_Task statement_:
Nothing in the entries may be dropped: restate them word for word.

==== Records to process

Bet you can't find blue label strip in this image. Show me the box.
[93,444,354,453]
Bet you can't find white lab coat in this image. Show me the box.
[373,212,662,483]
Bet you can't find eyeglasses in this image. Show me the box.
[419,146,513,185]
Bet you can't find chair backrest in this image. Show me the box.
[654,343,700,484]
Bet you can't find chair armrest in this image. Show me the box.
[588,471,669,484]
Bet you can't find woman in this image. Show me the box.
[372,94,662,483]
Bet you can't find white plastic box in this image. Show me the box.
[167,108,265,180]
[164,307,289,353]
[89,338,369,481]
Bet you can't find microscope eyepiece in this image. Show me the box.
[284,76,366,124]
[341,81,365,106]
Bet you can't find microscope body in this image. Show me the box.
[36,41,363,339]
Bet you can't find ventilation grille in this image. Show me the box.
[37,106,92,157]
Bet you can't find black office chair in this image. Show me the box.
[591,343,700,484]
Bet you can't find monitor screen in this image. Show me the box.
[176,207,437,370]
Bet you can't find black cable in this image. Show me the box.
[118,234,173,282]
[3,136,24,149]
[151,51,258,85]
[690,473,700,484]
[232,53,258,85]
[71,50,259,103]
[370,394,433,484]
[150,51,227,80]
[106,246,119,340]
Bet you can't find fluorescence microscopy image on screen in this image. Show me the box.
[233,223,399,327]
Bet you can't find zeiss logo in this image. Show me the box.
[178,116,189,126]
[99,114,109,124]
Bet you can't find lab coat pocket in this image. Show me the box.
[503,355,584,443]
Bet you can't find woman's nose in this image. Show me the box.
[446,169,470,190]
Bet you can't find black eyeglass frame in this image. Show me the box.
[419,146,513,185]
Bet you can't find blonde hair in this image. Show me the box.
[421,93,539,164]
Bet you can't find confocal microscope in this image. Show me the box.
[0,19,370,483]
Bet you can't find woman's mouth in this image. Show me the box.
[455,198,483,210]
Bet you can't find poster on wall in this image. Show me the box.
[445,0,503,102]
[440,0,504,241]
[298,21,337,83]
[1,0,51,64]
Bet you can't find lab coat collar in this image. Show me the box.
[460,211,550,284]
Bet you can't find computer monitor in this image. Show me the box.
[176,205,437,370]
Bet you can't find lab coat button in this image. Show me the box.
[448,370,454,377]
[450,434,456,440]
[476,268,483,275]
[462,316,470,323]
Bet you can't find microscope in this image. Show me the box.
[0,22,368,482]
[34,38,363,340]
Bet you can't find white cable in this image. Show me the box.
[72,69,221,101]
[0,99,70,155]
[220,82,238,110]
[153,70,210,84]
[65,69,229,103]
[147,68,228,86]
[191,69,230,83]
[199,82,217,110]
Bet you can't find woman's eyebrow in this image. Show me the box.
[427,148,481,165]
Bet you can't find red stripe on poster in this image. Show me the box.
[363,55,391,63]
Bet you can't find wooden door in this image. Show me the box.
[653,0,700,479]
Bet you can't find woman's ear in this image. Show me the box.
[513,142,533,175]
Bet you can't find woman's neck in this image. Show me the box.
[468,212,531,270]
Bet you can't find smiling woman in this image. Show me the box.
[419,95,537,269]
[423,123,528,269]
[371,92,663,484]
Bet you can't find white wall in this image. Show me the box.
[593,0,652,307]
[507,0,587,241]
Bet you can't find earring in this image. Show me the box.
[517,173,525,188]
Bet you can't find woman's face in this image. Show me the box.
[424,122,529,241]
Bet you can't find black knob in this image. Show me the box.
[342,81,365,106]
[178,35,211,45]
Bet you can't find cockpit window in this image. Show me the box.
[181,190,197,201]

========

_Exercise output_:
Bet you can't find blue label strip in this image. Show me the box.
[93,444,354,453]
Bet you can't find white lab coat in this image. Show me the box.
[373,212,662,483]
Bet you can't find eyeglasses in this image. Show me the box.
[419,146,513,185]
Bet you can't find chair backrest in this image. Show me the box.
[654,343,700,484]
Bet you can't find chair armrest in this image. Show me the box.
[588,471,669,484]
Bet you can't find woman in this image. Show me the box.
[372,94,662,483]
Bet you can't find white plastic box in this image. Show me the box.
[167,108,265,180]
[164,307,289,353]
[89,338,369,481]
Bet you can't find microscope eyepiece in this image. Show me the box.
[284,76,366,124]
[341,81,365,106]
Bet you can't find microscope body in this image. Show me the box.
[36,41,363,339]
Bet you can't find ventilation grille in this image. Show me the box.
[37,106,92,157]
Bet you can't find black office chair in this image. Show me the box.
[591,343,700,484]
Bet you can't find monitor screen in this image. Show me the box.
[176,207,437,370]
Bet you can't find black cable in this image. Show me the box.
[118,234,173,282]
[3,136,24,149]
[151,51,258,85]
[690,473,700,484]
[232,53,258,85]
[71,50,259,103]
[370,394,433,484]
[150,51,227,80]
[106,246,119,340]
Bet you can't find fluorescence microscopy image on screen in this image. Show me the box.
[233,223,399,327]
Bet you can't find zeiss logo in this image. Show me the box.
[178,116,189,126]
[99,114,109,124]
Bet you can't find lab coat pocket in this image. Show me the box.
[503,355,584,443]
Bet you can't find woman's nose in this image. Show me the box.
[446,169,470,190]
Bet you can't find black eyeglass frame in this image. Show me the box.
[419,146,513,185]
Bet you can't find blonde hair in this image. Show me the box.
[421,93,539,164]
Bet you can't find confocal microscope in this image. Show me the box.
[0,19,370,483]
Bet you can't find woman's mouth in this image. Show me the box.
[455,198,483,210]
Bet you can't find poster on wall in this image. Show me the box.
[445,0,503,102]
[440,0,504,241]
[298,21,337,83]
[1,0,51,64]
Bet you can't find lab coat collar in this image. Show me the box.
[460,211,550,284]
Bet you can't find computer monitor in this image. Show me the box.
[176,205,437,370]
Bet you can't find lab coat button in this image. Show me the box.
[448,370,454,377]
[450,434,456,440]
[476,268,483,275]
[462,316,470,323]
Bet you can't find microscope in this image. Show me the box.
[0,22,368,482]
[34,38,363,340]
Bet you can't find white cable in this image. Show me the box.
[72,69,221,101]
[0,99,70,155]
[220,82,238,110]
[153,70,210,84]
[65,69,229,103]
[147,68,228,86]
[191,69,230,83]
[199,82,217,110]
Bet you can't find woman's eyebrow in this image. Show me the box.
[427,148,481,165]
Bet you can't find red stripe on poster in this image. Show me the box.
[363,55,391,63]
Bet you can't find wooden door in this image. Show me the box.
[653,0,700,479]
Bet you can't find woman's ear in this image. Show me the box.
[513,142,533,175]
Bet you can't find woman's neck in this image. Show me the box.
[468,212,531,270]
Bet you can't find smiling woman in this image. Show me the box.
[419,95,537,269]
[423,123,528,269]
[371,92,663,484]
Bet you can't find white wall in this image. Show me the box.
[593,0,652,307]
[507,0,587,241]
Bet you can't find earring in this image. Show me the box.
[517,173,525,188]
Bet you can't find woman's face in this image. Show me the box.
[424,122,529,241]
Bet you can't find black knob in this image. Show me the box.
[342,81,365,106]
[178,35,211,45]
Bet you can't find cockpit window in this image. Show me the box.
[181,190,197,201]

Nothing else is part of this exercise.